> **What needs to be done**:
Please reproduce word for word the stretch of entries from the very start through the line containing "(525, 0), (540, 108)", including that line.

#### Provided entries

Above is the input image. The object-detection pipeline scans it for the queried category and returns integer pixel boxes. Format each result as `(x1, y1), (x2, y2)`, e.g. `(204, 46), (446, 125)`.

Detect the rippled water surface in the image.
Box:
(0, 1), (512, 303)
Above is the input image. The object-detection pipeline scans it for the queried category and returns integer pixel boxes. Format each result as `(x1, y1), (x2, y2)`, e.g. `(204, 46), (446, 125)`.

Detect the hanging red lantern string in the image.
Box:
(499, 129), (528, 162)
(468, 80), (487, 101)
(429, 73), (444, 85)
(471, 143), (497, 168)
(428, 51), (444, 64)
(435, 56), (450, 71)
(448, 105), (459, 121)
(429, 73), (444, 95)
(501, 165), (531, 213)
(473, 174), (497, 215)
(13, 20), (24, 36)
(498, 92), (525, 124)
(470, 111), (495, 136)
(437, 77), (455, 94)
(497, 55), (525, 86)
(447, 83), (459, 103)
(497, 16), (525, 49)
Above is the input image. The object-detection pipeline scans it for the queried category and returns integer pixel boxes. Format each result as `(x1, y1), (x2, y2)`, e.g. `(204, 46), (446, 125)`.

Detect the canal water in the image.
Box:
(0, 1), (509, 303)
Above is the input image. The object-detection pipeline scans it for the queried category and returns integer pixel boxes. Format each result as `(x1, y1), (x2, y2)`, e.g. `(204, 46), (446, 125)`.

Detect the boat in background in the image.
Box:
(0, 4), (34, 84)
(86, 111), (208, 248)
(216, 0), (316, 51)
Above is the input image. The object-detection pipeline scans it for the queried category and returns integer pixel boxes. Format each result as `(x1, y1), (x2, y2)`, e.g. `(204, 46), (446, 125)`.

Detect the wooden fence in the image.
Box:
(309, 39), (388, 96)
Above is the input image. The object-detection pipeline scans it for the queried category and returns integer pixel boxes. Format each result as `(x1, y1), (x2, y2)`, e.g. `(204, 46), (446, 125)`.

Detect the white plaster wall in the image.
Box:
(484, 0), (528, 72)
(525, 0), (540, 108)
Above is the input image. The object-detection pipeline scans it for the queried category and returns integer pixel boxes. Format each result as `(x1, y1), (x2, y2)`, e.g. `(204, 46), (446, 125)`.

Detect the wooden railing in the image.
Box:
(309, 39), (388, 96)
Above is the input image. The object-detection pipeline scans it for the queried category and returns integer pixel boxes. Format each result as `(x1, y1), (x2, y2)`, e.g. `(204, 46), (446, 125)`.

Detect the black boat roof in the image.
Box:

########

> **Reply to the exercise**:
Above is the input image. The object-detection pipeline scans it for the queried category and returns integer pixel boxes. Format each result as `(x1, y1), (x2, y2)`, e.g. `(204, 46), (446, 125)`.

Detect the rippled water surface in the image.
Box:
(0, 1), (512, 303)
Above is the input image. The object-detection pipeline scans it for the queried category and returns integer pixel boxes. Format each result as `(x1, y1), (x2, y2)`, e.g. `(204, 46), (446, 125)`.

Detect the hanging red lantern string in the image.
Box:
(499, 129), (528, 162)
(468, 80), (487, 101)
(429, 73), (444, 85)
(471, 143), (497, 168)
(428, 51), (444, 64)
(435, 56), (450, 71)
(448, 105), (459, 121)
(429, 73), (444, 95)
(501, 165), (531, 213)
(473, 174), (497, 215)
(13, 20), (24, 36)
(498, 92), (525, 124)
(470, 111), (495, 136)
(437, 77), (455, 94)
(497, 55), (525, 86)
(447, 83), (459, 103)
(497, 16), (525, 49)
Above is the input image. The object-detection pipeline scans it for the queried category and returns integer pixel boxes. Format each result as `(x1, y1), (x2, y2)`, e.g. `(204, 46), (446, 125)`.

Detect the canal water in the image.
Box:
(0, 1), (509, 303)
Above is the input image. The object-detection pipeline scans it for the queried category and returns integer pixel boxes. Format each result as `(x1, y1), (x2, y2)`, e.g. `(204, 46), (446, 125)`.

Detect the boat in background in the image.
Box:
(0, 4), (34, 84)
(86, 111), (208, 248)
(216, 0), (316, 51)
Above is the input image. The object-detection pipeline scans it for the queried category and returns integer pixel boxes. Format each result as `(x1, y1), (x2, y2)`, e.g. `(204, 46), (446, 125)`.

Detect the wooden fence in the image.
Box:
(309, 39), (388, 96)
Above is the input image. The object-detection pipeline scans it for the queried category and returns integer pixel boxes. Format each result as `(x1, y1), (x2, y2)`, e.g. `(204, 46), (446, 125)`.

Detect the white plaster wall in the image.
Box:
(484, 0), (528, 72)
(525, 0), (540, 108)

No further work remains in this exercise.